> [GIVEN REQUEST A]
Reproduce the full notes on snapshot isolation and deadlock prevention word for word.

> [TEXT PASSAGE]
11. Snapshot Isolation

Enable it once per DB:

ALTER DATABASE MyDB SET READ_COMMITTED_SNAPSHOT ON;
ALTER DATABASE MyDB SET ALLOW_SNAPSHOT_ISOLATION ON;

This drastically reduces shared locks on reads.

12. Common Deadlock Causes & Prevention Rules

1. Access objects in the same order.

If two procedures update Account then Ledger, always update in same order.

2. Avoid implicit transactions.

ORMS often cause unexpected transaction scopes.

3. Keep transaction scope small.

No logging, loops, or external API calls inside transactions.

4. Use UPDLOCK on SELECT-before-UPDATE patterns.

Ensures consistent intent to update.

> [GIVEN REQUEST B]
From the listing, extract the lines starting at the one that contains "query: the noun phrase to segment: red" and ending at the final line of the listing, copying them verbatim and giving nothing else.

Excerpts of annotation records:
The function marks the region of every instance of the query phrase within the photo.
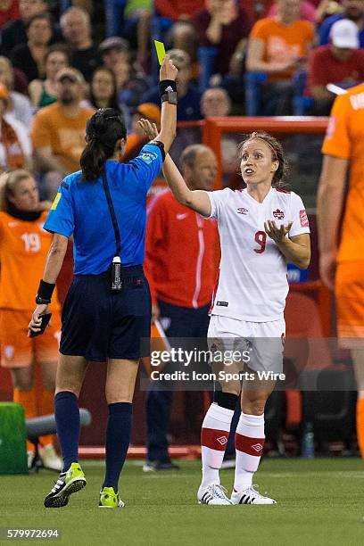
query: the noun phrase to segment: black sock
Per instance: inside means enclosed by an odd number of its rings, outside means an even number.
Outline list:
[[[79,399],[70,391],[54,396],[54,418],[57,436],[63,458],[63,472],[79,460]]]
[[[106,473],[103,487],[118,492],[119,476],[124,465],[130,442],[132,404],[109,404],[106,429]]]

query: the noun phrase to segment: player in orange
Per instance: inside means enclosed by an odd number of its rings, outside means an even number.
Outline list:
[[[364,458],[363,128],[361,84],[338,96],[331,111],[322,148],[318,217],[320,275],[325,285],[335,291],[341,346],[352,350],[358,385],[357,435]]]
[[[1,365],[12,374],[13,401],[23,405],[26,418],[54,413],[54,392],[61,334],[60,306],[54,299],[52,326],[44,335],[27,337],[29,315],[42,275],[52,236],[43,229],[47,202],[39,202],[37,183],[27,170],[2,177],[0,188],[0,332]],[[49,207],[48,207],[49,208]],[[36,399],[33,360],[42,370],[43,391]],[[40,439],[45,467],[62,468],[53,436]],[[31,465],[34,446],[28,443]]]

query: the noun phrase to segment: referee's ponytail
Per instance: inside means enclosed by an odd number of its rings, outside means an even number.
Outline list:
[[[84,180],[98,178],[106,160],[114,155],[116,143],[126,136],[124,120],[113,108],[100,108],[88,120],[87,145],[79,160]]]

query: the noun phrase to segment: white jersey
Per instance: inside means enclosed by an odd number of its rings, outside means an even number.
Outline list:
[[[263,203],[246,189],[208,192],[211,219],[218,220],[221,261],[211,314],[252,322],[283,318],[288,294],[286,260],[265,233],[264,222],[293,220],[290,236],[310,233],[302,200],[271,188]]]

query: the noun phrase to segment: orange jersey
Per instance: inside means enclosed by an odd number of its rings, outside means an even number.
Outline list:
[[[289,62],[305,57],[315,39],[315,29],[307,21],[295,21],[284,25],[276,19],[261,19],[252,29],[251,38],[264,44],[263,61],[266,62]],[[291,79],[294,69],[269,74],[269,81]]]
[[[33,310],[52,234],[43,229],[47,212],[25,221],[0,212],[0,308]],[[54,293],[51,310],[59,310]],[[29,316],[30,318],[30,316]]]
[[[364,84],[335,99],[322,153],[350,160],[350,184],[337,260],[363,260]]]

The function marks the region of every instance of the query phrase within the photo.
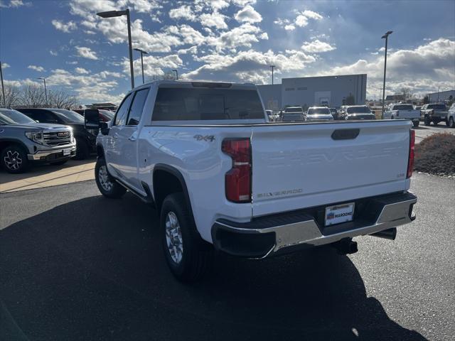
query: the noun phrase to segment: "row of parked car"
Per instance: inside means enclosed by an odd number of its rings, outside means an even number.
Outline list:
[[[33,163],[61,165],[82,160],[95,151],[98,129],[85,124],[84,115],[108,121],[108,110],[54,108],[0,108],[0,165],[9,173],[23,173]]]
[[[327,107],[311,107],[306,112],[301,107],[287,107],[276,115],[268,112],[272,121],[294,122],[299,121],[331,121],[353,119],[375,119],[375,112],[366,105],[343,105],[339,109]]]

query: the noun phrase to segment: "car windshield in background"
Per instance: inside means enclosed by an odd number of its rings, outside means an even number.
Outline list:
[[[264,119],[256,90],[161,88],[153,121]]]
[[[393,106],[394,110],[414,110],[414,107],[411,104],[399,104]]]
[[[58,117],[67,123],[84,123],[84,118],[72,110],[53,109],[52,111],[58,114]]]
[[[428,109],[445,109],[446,106],[444,104],[429,104]]]
[[[304,112],[300,107],[288,107],[284,109],[284,112]]]
[[[328,108],[310,108],[308,109],[309,115],[316,114],[330,114],[330,109]]]
[[[346,109],[348,114],[370,114],[371,110],[368,107],[352,107]]]
[[[29,123],[36,122],[17,110],[0,109],[0,124],[28,124]]]

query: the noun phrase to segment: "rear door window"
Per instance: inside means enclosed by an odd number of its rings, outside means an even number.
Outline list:
[[[117,110],[117,114],[115,114],[115,121],[114,121],[114,126],[124,126],[127,124],[127,117],[128,117],[128,112],[132,97],[132,94],[128,94],[120,104],[120,107],[119,107],[119,109]]]
[[[260,119],[256,90],[226,89],[159,89],[152,115],[152,121]]]
[[[131,105],[131,109],[129,109],[127,126],[137,126],[137,124],[139,124],[148,94],[149,89],[142,89],[141,90],[136,92],[133,104]]]

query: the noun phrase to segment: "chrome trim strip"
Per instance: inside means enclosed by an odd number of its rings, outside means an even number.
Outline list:
[[[313,246],[324,245],[333,243],[346,237],[354,237],[371,234],[392,227],[407,224],[414,220],[409,217],[410,207],[415,204],[417,200],[412,199],[384,205],[376,222],[372,225],[364,226],[348,231],[343,231],[329,235],[323,235],[318,227],[314,220],[305,220],[286,225],[274,226],[264,229],[245,229],[234,227],[228,224],[216,222],[216,224],[222,226],[228,231],[237,233],[260,234],[275,232],[275,245],[262,257],[266,258],[277,251],[287,247],[301,244]]]

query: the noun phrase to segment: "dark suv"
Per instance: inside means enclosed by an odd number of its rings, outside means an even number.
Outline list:
[[[57,123],[73,128],[76,140],[75,158],[83,160],[95,150],[97,129],[86,129],[84,118],[77,112],[66,109],[27,108],[18,110],[40,123]]]

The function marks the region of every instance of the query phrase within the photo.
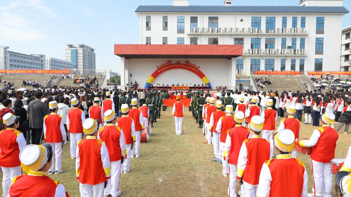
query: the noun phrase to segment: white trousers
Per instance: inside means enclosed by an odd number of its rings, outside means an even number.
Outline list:
[[[313,183],[312,193],[316,196],[331,197],[330,191],[333,187],[330,164],[316,162],[311,159]],[[327,194],[326,194],[327,192]],[[327,193],[329,192],[329,193]]]
[[[127,147],[127,159],[124,160],[123,165],[123,168],[121,167],[121,171],[123,172],[123,171],[129,171],[129,166],[130,165],[131,162],[131,152],[132,149],[132,144],[126,144]]]
[[[221,159],[220,150],[219,149],[219,136],[220,133],[212,132],[213,137],[212,138],[212,143],[213,144],[213,154],[214,157],[217,159]]]
[[[82,140],[83,137],[83,133],[79,134],[73,134],[69,133],[69,139],[71,141],[70,144],[71,148],[69,152],[71,153],[71,157],[75,158],[75,152],[77,150],[77,144],[78,142]]]
[[[104,194],[108,195],[111,194],[112,197],[118,196],[121,193],[118,189],[119,187],[119,178],[121,174],[121,160],[111,162],[111,178],[107,181],[107,186],[105,188]]]
[[[13,168],[1,167],[2,170],[2,196],[6,197],[8,195],[11,182],[15,177],[22,175],[21,166]]]
[[[88,184],[82,184],[79,183],[79,191],[80,197],[100,197],[104,196],[104,190],[105,186],[103,182],[97,185],[92,185]]]
[[[174,116],[174,121],[176,122],[176,134],[180,134],[183,127],[183,117]]]
[[[244,182],[244,190],[245,193],[245,197],[255,197],[257,193],[257,188],[258,185],[254,186],[251,185]]]
[[[62,159],[62,142],[58,143],[49,143],[52,147],[52,152],[55,154],[55,169],[57,171],[61,170],[61,163]],[[54,157],[52,157],[54,159]],[[54,161],[53,161],[51,167],[49,171],[54,171]]]
[[[134,144],[134,147],[131,151],[131,155],[140,155],[140,131],[138,131],[135,132],[135,142]]]
[[[223,166],[223,169],[222,170],[222,173],[227,173],[229,172],[228,169],[228,161],[225,161],[223,158],[223,155],[224,155],[224,148],[225,143],[223,143],[221,142],[219,142],[219,148],[220,149],[220,157],[222,159],[222,165]]]

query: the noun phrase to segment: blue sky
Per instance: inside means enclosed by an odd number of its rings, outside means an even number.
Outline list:
[[[223,5],[223,0],[190,0],[191,5]],[[299,0],[234,0],[234,5],[298,5]],[[119,73],[114,44],[139,43],[139,19],[134,11],[145,5],[171,5],[172,0],[0,0],[0,46],[26,54],[65,59],[66,44],[95,49],[96,68]],[[245,2],[244,3],[244,2]],[[351,1],[344,6],[351,10]],[[351,14],[343,27],[351,25]]]

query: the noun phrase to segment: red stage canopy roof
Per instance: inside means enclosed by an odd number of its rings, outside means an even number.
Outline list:
[[[230,59],[243,55],[243,46],[224,45],[115,45],[114,54],[127,59]]]

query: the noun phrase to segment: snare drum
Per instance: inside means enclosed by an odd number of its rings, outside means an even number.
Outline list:
[[[330,161],[330,166],[331,168],[331,172],[335,174],[340,171],[340,169],[344,165],[345,161],[345,159],[341,158],[335,158]]]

> [FINISHED ANSWER A]
11. Snapshot Isolation

Enable it once per DB:

ALTER DATABASE MyDB SET READ_COMMITTED_SNAPSHOT ON;
ALTER DATABASE MyDB SET ALLOW_SNAPSHOT_ISOLATION ON;

This drastically reduces shared locks on reads.

12. Common Deadlock Causes & Prevention Rules

1. Access objects in the same order.

If two procedures update Account then Ledger, always update in same order.

2. Avoid implicit transactions.

ORMS often cause unexpected transaction scopes.

3. Keep transaction scope small.

No logging, loops, or external API calls inside transactions.

4. Use UPDLOCK on SELECT-before-UPDATE patterns.

Ensures consistent intent to update.

> [FINISHED ANSWER B]
query: the noun phrase to segment: red stage canopy roof
Per instance: inside means enclosed by an odd number of its rings, outside means an even number.
Outline list:
[[[230,59],[243,55],[243,46],[224,45],[115,45],[114,54],[127,59]]]

query: the noun phrase to segment: snare drum
Per instance: inside means enclosed by an odd number of its rings, outside means an even number.
Outline list:
[[[330,161],[330,166],[331,168],[331,172],[335,174],[340,171],[340,169],[344,165],[345,161],[345,159],[341,158],[335,158]]]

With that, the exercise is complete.